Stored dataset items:
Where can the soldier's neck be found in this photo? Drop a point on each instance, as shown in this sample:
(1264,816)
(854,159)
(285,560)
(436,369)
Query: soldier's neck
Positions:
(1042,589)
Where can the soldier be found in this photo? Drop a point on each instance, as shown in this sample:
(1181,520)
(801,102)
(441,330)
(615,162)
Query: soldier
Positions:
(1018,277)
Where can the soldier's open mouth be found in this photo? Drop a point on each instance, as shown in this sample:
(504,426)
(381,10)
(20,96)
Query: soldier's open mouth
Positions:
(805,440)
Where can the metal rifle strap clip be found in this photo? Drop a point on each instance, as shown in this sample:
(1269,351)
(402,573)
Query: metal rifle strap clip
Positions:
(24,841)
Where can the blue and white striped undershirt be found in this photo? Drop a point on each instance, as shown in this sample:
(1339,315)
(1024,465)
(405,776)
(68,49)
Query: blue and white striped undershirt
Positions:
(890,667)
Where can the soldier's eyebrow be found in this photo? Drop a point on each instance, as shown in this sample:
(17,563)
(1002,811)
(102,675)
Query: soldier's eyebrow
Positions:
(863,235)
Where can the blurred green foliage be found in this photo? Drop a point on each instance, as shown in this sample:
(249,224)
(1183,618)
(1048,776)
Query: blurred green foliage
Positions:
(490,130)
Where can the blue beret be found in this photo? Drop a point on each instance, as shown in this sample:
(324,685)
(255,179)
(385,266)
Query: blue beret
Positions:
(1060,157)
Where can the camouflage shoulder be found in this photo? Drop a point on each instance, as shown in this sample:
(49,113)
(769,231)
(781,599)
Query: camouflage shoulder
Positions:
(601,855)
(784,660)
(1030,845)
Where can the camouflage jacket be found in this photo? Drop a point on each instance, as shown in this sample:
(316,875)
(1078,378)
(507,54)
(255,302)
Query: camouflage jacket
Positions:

- [Task to carry out]: Give back the data above word for word.

- [Worked solution]:
Where can the soldier's neck be found in this photo? Drop a point on each instance, as shown in this sample:
(1264,816)
(854,159)
(285,560)
(436,369)
Query: soldier's neck
Positions:
(1042,589)
Where can the soldier be found in this photo? Drop a point on each instance, as shown in this sample:
(1181,520)
(801,102)
(441,330)
(615,162)
Query: soldier
Positions:
(1018,277)
Where can the soldier's open mouth be found in this photo? Drop a point on each instance, as shown in this sample:
(504,426)
(381,10)
(20,96)
Query: soldier's open mouth
Positions:
(805,440)
Where can the metal rifle strap clip be found in this photo? Drop a point on each instance, as shown in this sample:
(1269,351)
(402,573)
Query: metal rifle strap clip
Positions:
(24,841)
Where can the blue and white striped undershirt be found in this photo? Drop a point on each instance, as shown in this sample:
(1339,315)
(1024,465)
(405,776)
(68,49)
Query: blue and white striped undershirt
Positions:
(890,667)
Where can the soldier's eyebrow be found in this photo? Drop a point on each instance, as shown in this sample:
(17,563)
(1002,811)
(102,675)
Query: soldier's eyebrow
Positions:
(863,235)
Where can the blurred green foliage be found in this photo? Drop a point on each instance, as shown in this sample:
(249,224)
(1183,618)
(1048,776)
Query: blurred green foliage
Positions:
(490,130)
Where can the blue beret be found in this photo? Drop a point on each instance, as shown in this sample:
(324,685)
(255,179)
(385,266)
Query: blue beret
Positions:
(1060,157)
Where can the camouflage shoulder be found in this photo? Drop a point on each instance, as shown in this sample:
(49,113)
(769,231)
(781,599)
Query: camouflage shoulder
Positions:
(601,855)
(784,660)
(1030,845)
Where can the camouflage jacket be found in this photo? Drop a point on each instance, as shown in this sample:
(316,875)
(1078,378)
(507,54)
(255,302)
Query: camouflage jacket
Positions:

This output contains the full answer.